Instructions to follow >> Collect and copy out each line in both blocks of rows below that contains the word "small".

## BEGIN Given data

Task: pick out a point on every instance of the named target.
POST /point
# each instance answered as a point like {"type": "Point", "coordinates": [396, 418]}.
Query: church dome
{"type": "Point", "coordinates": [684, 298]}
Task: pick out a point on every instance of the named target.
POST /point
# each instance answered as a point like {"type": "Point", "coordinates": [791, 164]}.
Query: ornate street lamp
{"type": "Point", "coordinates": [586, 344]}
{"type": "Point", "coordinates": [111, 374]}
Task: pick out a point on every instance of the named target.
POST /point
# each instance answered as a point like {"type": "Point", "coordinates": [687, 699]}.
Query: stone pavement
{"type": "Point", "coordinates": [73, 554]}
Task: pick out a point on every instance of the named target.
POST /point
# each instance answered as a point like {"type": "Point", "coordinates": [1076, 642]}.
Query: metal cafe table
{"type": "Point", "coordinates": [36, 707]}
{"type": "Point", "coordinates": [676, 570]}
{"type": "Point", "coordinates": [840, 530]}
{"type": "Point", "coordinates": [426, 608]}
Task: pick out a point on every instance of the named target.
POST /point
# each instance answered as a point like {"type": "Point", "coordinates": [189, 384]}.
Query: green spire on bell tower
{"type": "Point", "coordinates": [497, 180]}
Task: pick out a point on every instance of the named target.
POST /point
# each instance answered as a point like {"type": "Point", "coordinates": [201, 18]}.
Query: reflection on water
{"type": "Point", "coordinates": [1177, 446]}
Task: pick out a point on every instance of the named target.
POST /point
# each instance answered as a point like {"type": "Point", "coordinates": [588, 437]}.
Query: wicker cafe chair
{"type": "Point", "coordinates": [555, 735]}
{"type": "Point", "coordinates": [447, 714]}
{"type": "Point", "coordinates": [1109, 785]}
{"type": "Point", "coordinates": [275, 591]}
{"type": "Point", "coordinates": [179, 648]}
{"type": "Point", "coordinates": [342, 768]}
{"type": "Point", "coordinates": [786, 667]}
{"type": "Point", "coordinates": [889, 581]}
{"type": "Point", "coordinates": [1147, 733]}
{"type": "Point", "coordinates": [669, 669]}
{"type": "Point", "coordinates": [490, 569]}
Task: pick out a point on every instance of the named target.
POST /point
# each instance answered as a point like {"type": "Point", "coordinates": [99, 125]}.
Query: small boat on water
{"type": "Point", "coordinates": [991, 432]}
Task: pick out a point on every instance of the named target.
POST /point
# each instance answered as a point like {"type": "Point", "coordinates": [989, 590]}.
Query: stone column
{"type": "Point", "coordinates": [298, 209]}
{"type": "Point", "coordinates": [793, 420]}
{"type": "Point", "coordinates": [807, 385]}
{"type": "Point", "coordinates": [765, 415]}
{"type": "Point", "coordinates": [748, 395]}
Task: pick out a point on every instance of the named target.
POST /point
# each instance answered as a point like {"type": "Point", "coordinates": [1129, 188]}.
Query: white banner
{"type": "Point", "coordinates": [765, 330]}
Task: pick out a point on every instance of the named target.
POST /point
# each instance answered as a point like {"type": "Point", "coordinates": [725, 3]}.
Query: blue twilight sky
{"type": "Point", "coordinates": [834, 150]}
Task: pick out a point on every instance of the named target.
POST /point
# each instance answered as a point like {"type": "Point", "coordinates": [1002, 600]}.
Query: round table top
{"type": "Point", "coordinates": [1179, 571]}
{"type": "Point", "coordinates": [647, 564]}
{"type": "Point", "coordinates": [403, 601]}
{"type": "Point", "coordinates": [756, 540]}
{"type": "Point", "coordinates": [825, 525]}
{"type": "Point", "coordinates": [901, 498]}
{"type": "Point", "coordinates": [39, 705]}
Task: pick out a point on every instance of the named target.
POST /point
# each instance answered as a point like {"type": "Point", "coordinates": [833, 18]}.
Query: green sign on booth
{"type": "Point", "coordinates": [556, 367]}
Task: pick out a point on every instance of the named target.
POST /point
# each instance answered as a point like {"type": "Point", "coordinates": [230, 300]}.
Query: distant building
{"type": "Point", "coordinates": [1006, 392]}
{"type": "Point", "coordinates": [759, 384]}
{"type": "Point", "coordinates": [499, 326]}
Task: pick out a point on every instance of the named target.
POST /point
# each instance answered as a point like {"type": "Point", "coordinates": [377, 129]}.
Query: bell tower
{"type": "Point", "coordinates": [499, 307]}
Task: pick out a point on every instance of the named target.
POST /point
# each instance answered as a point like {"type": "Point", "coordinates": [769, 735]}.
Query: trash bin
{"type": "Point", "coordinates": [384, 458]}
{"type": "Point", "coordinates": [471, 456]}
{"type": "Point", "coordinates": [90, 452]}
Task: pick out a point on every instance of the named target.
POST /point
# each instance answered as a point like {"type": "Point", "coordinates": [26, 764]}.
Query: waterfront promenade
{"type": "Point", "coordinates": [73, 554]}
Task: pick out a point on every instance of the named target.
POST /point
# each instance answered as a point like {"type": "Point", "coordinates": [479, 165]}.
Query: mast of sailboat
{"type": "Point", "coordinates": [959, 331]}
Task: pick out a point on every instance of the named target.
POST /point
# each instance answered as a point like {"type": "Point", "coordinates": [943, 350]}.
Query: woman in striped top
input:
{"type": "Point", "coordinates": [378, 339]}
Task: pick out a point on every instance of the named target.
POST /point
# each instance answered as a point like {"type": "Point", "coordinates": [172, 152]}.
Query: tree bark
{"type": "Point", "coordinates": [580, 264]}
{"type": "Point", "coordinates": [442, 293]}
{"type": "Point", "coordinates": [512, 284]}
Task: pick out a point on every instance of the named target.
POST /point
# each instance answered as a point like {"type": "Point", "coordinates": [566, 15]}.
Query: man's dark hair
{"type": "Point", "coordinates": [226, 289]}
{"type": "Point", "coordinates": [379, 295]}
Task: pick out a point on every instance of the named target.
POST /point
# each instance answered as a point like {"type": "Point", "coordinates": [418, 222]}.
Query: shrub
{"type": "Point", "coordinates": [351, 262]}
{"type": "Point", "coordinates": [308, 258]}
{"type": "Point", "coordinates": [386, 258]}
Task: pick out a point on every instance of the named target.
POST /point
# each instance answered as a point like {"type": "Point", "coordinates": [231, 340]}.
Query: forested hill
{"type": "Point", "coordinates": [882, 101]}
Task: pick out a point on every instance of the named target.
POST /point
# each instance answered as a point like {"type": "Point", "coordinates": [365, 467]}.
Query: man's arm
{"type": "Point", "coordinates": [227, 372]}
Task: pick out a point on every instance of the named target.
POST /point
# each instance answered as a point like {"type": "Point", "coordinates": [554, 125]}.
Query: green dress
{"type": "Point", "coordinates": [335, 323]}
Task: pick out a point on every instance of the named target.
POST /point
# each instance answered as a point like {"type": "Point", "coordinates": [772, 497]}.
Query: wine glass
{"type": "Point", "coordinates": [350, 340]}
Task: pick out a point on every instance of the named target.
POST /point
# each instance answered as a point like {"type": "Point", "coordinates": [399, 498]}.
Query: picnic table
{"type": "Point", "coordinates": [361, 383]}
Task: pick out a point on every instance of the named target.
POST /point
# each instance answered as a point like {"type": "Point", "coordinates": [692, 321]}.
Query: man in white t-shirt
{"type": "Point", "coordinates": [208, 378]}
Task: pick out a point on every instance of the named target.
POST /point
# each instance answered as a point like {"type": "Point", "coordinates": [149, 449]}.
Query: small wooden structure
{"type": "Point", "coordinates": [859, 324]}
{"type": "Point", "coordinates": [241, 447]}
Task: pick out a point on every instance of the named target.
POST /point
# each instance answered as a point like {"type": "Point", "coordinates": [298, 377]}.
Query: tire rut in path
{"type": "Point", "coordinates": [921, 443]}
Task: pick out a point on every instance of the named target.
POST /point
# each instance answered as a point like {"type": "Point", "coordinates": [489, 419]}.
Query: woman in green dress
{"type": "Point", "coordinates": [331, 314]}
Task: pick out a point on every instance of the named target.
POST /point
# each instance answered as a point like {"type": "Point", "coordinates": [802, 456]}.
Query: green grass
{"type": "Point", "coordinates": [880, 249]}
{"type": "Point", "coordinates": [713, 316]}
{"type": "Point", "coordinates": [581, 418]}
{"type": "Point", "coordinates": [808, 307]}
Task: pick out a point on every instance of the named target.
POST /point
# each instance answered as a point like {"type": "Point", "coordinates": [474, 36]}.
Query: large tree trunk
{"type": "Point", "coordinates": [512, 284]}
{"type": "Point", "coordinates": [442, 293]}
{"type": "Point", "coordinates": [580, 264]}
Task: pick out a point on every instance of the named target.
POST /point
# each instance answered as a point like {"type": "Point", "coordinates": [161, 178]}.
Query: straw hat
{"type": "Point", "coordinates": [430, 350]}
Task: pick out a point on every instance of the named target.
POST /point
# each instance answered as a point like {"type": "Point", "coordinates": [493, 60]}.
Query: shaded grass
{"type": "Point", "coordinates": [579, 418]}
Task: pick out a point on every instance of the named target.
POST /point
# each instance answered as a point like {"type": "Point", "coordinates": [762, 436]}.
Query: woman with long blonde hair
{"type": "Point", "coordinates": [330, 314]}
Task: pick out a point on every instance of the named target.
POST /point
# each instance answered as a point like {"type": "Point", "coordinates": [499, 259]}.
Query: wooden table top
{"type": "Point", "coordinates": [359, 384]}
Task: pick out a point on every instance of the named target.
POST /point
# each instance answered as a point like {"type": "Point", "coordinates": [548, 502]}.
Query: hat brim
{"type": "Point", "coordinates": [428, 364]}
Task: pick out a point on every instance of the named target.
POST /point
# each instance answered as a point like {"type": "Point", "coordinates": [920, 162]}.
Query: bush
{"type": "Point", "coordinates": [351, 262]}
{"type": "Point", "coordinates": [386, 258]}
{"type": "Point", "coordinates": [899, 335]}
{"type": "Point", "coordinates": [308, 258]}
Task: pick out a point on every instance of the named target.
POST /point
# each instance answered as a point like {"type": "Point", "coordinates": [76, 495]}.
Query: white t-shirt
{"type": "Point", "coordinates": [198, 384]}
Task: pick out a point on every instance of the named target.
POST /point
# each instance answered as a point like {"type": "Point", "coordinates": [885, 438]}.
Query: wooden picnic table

## END Given data
## BEGIN Given data

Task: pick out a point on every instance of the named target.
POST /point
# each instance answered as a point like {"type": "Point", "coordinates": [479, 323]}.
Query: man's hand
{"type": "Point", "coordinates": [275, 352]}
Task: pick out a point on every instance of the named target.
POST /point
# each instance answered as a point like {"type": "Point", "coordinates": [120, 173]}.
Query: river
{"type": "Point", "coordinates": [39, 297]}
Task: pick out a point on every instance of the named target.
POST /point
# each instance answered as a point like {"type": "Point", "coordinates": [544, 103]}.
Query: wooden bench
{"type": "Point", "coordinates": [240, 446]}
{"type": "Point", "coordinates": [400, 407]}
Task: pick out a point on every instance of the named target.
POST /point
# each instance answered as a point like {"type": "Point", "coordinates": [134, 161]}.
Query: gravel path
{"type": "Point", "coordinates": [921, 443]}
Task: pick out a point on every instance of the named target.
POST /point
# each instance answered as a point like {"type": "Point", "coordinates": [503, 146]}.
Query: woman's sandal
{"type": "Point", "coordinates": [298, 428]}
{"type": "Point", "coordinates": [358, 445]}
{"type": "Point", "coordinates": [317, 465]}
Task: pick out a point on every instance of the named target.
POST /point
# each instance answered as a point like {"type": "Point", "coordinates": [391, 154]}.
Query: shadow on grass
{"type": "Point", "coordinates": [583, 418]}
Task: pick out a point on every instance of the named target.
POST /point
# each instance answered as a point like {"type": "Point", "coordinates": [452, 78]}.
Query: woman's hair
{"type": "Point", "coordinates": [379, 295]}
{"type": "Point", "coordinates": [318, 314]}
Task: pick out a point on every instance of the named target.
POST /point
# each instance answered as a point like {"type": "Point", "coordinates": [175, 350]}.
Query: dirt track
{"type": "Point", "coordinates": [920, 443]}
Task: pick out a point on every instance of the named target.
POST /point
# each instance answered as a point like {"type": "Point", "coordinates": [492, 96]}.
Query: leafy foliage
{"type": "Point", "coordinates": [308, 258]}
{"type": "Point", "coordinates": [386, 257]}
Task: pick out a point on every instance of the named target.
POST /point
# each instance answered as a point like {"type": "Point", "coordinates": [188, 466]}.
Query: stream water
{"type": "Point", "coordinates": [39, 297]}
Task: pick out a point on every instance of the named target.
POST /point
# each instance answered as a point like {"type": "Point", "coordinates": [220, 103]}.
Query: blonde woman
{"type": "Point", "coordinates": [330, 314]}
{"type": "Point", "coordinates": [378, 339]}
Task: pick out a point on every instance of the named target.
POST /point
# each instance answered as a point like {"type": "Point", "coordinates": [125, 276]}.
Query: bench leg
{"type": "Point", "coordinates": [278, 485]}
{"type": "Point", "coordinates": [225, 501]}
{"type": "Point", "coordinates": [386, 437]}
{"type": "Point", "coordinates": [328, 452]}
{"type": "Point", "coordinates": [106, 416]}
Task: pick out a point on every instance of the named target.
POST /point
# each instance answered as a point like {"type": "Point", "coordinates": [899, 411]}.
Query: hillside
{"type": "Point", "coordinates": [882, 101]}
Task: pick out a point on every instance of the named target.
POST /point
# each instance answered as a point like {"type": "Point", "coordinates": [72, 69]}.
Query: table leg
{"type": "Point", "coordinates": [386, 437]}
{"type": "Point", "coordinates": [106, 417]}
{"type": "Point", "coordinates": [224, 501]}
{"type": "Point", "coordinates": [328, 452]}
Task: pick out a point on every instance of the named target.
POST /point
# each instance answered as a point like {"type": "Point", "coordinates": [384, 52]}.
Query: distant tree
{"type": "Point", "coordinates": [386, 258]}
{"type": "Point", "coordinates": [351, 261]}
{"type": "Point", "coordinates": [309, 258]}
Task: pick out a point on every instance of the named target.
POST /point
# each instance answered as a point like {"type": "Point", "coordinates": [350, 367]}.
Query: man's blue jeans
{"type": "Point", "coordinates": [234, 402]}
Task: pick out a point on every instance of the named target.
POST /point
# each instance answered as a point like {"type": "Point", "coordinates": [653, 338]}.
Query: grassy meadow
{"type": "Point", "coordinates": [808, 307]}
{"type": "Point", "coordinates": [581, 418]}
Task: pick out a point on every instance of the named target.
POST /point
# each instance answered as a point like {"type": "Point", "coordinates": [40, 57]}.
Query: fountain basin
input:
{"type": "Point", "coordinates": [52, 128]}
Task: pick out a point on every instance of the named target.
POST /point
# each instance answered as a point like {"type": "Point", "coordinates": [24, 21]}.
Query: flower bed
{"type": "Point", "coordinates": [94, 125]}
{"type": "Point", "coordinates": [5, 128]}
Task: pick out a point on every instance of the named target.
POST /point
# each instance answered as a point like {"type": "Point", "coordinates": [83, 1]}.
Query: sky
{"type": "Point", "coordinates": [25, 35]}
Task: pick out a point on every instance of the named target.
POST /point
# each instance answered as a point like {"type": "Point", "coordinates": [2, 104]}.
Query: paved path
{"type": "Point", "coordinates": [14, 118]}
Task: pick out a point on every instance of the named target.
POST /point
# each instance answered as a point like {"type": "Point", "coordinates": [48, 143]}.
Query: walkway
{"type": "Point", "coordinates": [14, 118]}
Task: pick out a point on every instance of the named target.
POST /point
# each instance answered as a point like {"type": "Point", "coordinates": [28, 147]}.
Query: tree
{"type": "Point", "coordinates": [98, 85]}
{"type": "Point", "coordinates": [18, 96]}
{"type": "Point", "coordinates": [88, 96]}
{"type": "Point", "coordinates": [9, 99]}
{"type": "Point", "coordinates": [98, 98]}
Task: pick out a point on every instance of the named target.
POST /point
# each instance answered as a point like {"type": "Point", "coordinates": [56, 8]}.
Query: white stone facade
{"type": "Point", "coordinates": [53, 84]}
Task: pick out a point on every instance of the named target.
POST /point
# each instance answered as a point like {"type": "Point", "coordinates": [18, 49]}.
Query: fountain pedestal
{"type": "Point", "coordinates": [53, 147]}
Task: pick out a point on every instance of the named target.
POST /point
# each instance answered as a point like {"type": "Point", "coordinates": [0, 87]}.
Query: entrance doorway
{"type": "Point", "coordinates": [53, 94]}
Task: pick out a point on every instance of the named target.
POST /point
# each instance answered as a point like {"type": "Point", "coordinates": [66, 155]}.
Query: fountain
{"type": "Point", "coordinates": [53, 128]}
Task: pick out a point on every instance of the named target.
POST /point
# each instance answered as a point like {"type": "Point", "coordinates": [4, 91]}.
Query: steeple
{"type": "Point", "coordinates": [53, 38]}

## END Given data

Answer below >>
Query: small boat on water
Query: small wooden structure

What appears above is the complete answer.